# Exercise directions
From the rows below, copy out the part that begins with the line containing "of the bark" and ends with the line containing "x=647, y=507", keeping both of those lines and reproducing every line unchanged. Omit the pictures.

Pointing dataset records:

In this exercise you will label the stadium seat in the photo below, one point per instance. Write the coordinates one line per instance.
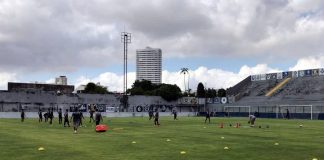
(101, 128)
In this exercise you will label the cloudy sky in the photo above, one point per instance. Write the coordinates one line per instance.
(220, 41)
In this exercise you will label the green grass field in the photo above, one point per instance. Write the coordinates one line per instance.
(190, 134)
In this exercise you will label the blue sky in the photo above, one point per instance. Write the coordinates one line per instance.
(220, 41)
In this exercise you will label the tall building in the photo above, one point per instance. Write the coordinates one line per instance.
(62, 80)
(149, 64)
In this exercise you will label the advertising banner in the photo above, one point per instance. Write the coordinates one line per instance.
(301, 73)
(279, 75)
(294, 74)
(263, 77)
(308, 73)
(285, 74)
(224, 100)
(321, 72)
(101, 107)
(216, 100)
(273, 76)
(253, 78)
(315, 72)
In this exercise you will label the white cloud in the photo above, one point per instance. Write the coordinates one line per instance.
(5, 78)
(212, 78)
(62, 35)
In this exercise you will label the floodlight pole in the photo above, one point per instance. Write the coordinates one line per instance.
(125, 39)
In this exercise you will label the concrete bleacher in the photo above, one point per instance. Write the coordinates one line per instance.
(301, 90)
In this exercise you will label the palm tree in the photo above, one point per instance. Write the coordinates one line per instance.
(185, 71)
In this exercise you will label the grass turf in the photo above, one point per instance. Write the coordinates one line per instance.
(190, 134)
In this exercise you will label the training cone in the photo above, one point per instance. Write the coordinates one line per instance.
(41, 149)
(101, 128)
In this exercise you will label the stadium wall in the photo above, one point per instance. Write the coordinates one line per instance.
(105, 114)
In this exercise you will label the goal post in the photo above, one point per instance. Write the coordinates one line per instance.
(299, 111)
(237, 109)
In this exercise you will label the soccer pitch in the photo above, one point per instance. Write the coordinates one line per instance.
(189, 134)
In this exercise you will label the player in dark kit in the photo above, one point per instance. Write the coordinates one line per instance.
(175, 114)
(287, 114)
(76, 117)
(151, 114)
(22, 115)
(98, 118)
(60, 115)
(81, 115)
(51, 115)
(66, 118)
(91, 115)
(156, 118)
(251, 120)
(207, 116)
(40, 115)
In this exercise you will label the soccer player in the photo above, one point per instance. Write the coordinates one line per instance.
(287, 114)
(98, 118)
(51, 115)
(40, 115)
(22, 115)
(175, 114)
(81, 117)
(91, 115)
(207, 116)
(156, 118)
(151, 114)
(66, 118)
(46, 116)
(251, 120)
(60, 115)
(76, 117)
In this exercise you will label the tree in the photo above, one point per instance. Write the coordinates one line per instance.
(92, 88)
(201, 93)
(221, 93)
(143, 87)
(169, 92)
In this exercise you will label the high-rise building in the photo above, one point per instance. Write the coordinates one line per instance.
(62, 80)
(149, 64)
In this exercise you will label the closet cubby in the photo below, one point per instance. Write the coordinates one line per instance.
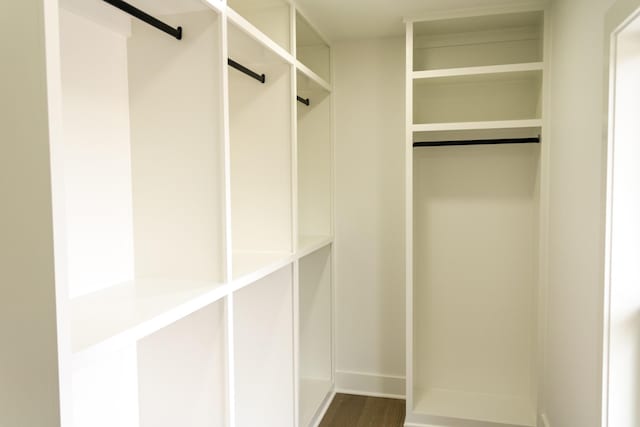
(480, 97)
(175, 187)
(142, 166)
(263, 340)
(474, 293)
(485, 40)
(175, 376)
(311, 49)
(315, 345)
(314, 152)
(271, 17)
(475, 135)
(261, 155)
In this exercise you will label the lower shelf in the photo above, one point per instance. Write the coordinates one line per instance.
(312, 394)
(251, 266)
(499, 409)
(127, 312)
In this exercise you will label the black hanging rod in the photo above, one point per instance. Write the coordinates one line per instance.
(134, 11)
(535, 140)
(260, 77)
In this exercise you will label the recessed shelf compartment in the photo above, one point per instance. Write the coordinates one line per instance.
(315, 158)
(311, 49)
(509, 38)
(260, 151)
(474, 327)
(141, 150)
(511, 95)
(271, 17)
(315, 325)
(263, 337)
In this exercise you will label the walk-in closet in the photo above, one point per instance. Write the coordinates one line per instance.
(292, 213)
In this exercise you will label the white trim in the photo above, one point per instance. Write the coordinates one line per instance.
(544, 420)
(368, 384)
(408, 214)
(621, 14)
(322, 410)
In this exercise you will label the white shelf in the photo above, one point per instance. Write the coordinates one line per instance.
(500, 124)
(315, 78)
(313, 393)
(503, 410)
(249, 267)
(310, 244)
(254, 33)
(479, 71)
(127, 312)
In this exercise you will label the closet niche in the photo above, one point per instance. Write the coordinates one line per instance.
(474, 153)
(142, 227)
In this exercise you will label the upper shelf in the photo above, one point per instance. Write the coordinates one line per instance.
(501, 39)
(270, 17)
(312, 50)
(503, 70)
(249, 45)
(472, 126)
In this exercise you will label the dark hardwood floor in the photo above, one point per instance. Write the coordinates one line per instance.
(348, 410)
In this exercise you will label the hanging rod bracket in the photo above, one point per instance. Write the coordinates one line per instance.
(260, 77)
(477, 142)
(145, 17)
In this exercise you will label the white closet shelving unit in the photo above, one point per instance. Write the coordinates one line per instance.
(473, 216)
(193, 215)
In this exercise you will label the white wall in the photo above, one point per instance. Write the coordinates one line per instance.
(28, 345)
(369, 202)
(572, 358)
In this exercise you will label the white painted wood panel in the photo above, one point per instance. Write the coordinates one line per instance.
(97, 155)
(475, 231)
(176, 149)
(263, 328)
(315, 345)
(182, 372)
(315, 158)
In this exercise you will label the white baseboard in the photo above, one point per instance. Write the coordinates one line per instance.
(323, 409)
(370, 384)
(544, 420)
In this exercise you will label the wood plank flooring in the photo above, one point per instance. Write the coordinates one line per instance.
(348, 410)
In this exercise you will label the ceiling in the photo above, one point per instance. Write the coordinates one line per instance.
(360, 19)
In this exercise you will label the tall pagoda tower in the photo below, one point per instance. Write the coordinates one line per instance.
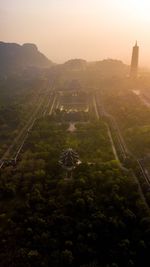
(134, 62)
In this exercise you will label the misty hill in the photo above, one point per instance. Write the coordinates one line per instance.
(109, 67)
(16, 58)
(105, 68)
(75, 64)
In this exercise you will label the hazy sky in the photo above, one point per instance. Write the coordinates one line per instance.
(89, 29)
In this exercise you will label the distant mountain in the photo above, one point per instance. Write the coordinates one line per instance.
(109, 67)
(75, 64)
(15, 58)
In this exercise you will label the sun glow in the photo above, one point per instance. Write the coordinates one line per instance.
(138, 9)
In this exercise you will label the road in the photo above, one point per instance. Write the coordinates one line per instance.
(44, 103)
(125, 152)
(100, 113)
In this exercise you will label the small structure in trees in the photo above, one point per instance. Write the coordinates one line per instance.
(69, 159)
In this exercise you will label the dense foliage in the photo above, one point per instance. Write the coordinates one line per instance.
(95, 219)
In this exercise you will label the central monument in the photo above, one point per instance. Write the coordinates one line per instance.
(134, 62)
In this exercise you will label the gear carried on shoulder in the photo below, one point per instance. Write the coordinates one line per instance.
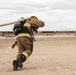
(19, 28)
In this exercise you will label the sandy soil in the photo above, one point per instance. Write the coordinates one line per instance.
(51, 56)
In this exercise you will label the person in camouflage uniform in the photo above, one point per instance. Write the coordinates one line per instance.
(25, 39)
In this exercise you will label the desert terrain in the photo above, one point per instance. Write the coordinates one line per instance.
(52, 55)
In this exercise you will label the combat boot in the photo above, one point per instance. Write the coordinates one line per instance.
(15, 65)
(20, 60)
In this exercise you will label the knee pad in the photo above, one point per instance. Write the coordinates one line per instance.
(21, 58)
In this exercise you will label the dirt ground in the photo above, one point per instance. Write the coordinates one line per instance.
(51, 56)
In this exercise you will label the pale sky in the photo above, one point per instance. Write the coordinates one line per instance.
(57, 14)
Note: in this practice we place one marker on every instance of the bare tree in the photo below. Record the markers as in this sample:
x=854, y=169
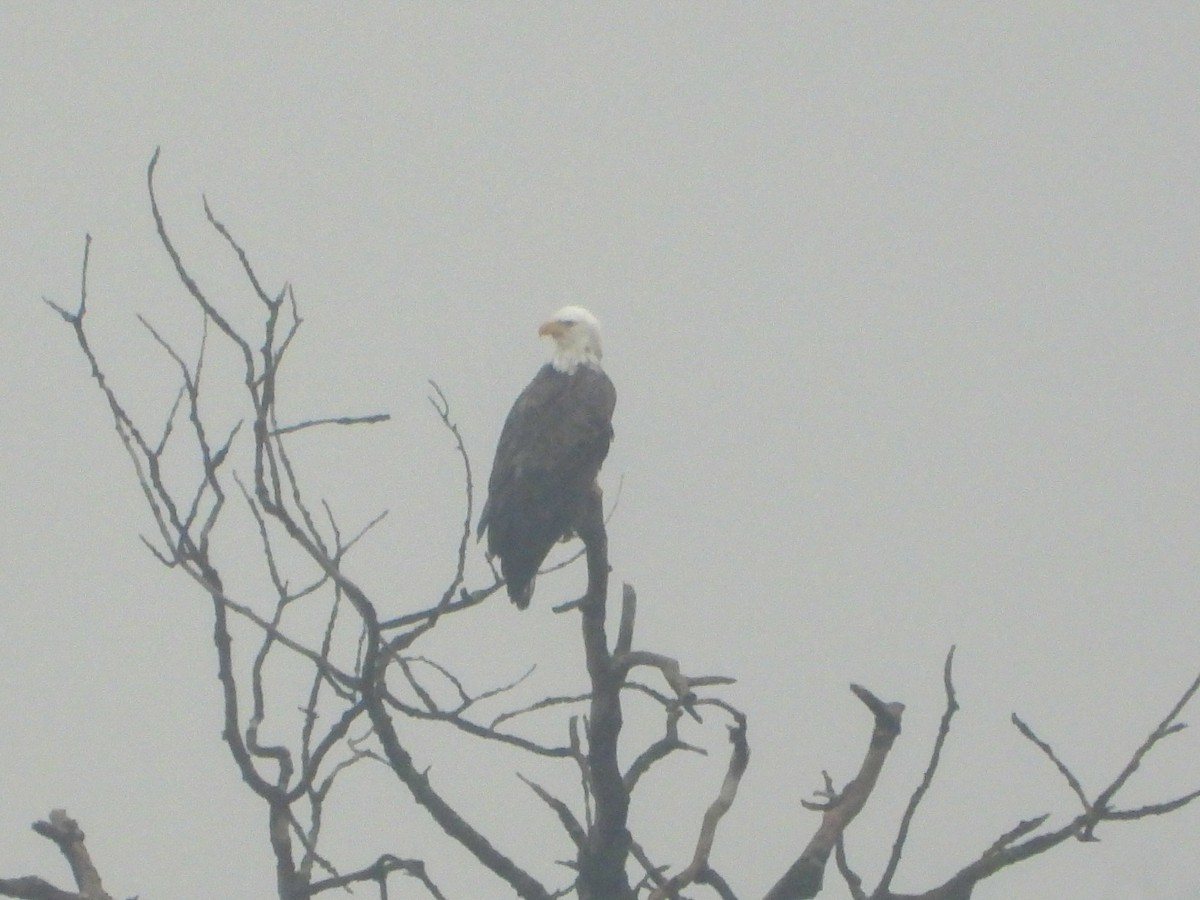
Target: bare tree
x=367, y=677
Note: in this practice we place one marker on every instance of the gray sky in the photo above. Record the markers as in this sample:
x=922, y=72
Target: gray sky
x=900, y=304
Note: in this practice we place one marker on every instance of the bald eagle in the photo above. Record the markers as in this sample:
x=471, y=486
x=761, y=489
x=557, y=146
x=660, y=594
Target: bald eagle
x=551, y=449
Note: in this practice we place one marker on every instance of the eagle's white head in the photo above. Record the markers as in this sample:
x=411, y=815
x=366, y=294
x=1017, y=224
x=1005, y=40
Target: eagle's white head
x=576, y=335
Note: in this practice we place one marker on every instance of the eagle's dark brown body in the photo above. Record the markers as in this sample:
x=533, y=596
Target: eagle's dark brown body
x=551, y=449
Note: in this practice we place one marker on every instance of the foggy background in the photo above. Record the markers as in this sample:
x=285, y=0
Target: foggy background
x=900, y=304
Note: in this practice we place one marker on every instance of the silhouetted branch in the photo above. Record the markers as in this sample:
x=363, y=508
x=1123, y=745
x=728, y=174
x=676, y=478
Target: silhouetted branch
x=805, y=876
x=65, y=832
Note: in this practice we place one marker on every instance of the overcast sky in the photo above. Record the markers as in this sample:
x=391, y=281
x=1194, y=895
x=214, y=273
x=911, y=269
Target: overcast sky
x=900, y=303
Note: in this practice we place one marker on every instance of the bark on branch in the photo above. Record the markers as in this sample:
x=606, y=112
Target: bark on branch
x=66, y=833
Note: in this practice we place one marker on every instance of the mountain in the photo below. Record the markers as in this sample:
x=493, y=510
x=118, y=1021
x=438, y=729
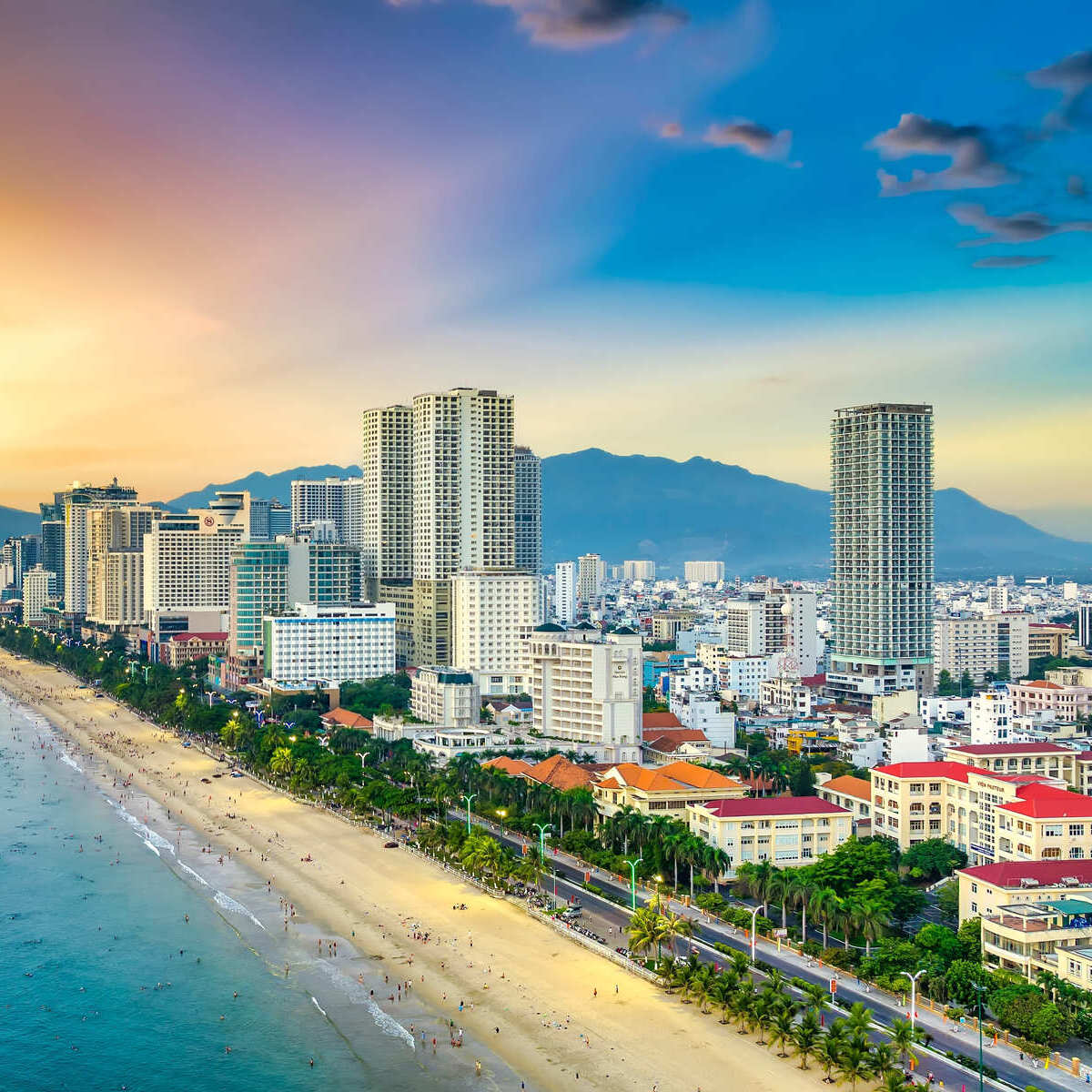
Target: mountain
x=643, y=507
x=647, y=507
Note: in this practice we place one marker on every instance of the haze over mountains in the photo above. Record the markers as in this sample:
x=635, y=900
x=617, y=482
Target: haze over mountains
x=648, y=507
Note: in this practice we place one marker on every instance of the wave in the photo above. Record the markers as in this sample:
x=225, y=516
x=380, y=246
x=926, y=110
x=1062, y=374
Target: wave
x=227, y=902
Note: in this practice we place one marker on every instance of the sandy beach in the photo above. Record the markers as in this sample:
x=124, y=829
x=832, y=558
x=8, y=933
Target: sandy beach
x=543, y=1004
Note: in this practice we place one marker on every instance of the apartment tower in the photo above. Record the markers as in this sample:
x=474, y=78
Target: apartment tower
x=882, y=551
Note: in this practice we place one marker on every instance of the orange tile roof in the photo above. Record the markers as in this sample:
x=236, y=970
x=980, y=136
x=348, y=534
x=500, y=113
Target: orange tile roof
x=850, y=786
x=558, y=773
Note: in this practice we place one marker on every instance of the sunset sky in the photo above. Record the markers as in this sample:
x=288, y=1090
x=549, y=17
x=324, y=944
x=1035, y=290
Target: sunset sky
x=697, y=229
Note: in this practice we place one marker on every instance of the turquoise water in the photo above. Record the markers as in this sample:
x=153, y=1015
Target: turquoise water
x=105, y=986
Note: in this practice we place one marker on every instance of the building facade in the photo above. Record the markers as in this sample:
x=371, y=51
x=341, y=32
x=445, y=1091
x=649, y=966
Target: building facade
x=882, y=551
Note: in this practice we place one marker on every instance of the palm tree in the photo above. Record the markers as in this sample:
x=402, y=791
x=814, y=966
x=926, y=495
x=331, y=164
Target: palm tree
x=806, y=1036
x=904, y=1037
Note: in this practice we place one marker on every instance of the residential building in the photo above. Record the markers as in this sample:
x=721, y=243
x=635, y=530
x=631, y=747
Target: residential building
x=995, y=645
x=333, y=500
x=789, y=831
x=387, y=483
x=529, y=511
x=1048, y=639
x=39, y=591
x=665, y=790
x=703, y=572
x=446, y=696
x=591, y=572
x=855, y=795
x=1036, y=916
x=565, y=592
x=882, y=551
x=328, y=644
x=492, y=615
x=585, y=687
x=1048, y=700
x=189, y=648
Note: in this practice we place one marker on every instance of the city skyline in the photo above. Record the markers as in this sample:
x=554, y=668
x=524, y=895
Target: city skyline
x=415, y=197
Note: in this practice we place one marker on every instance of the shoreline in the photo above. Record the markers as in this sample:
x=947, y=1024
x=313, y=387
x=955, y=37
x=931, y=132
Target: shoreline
x=544, y=1006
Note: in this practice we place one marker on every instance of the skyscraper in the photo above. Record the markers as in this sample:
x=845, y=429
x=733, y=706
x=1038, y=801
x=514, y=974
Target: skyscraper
x=882, y=551
x=529, y=511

# Completed task
Note: in this practice we place one marker on every instance of the bark on branch in the photo above. Record the markers as in this sample:
x=606, y=112
Target: bark on branch
x=66, y=833
Note: in this practice we place one marker on every instance of the mountain in the photo below. Record the markers as in this sample:
x=493, y=510
x=118, y=1021
x=438, y=729
Target: mountain
x=643, y=507
x=647, y=507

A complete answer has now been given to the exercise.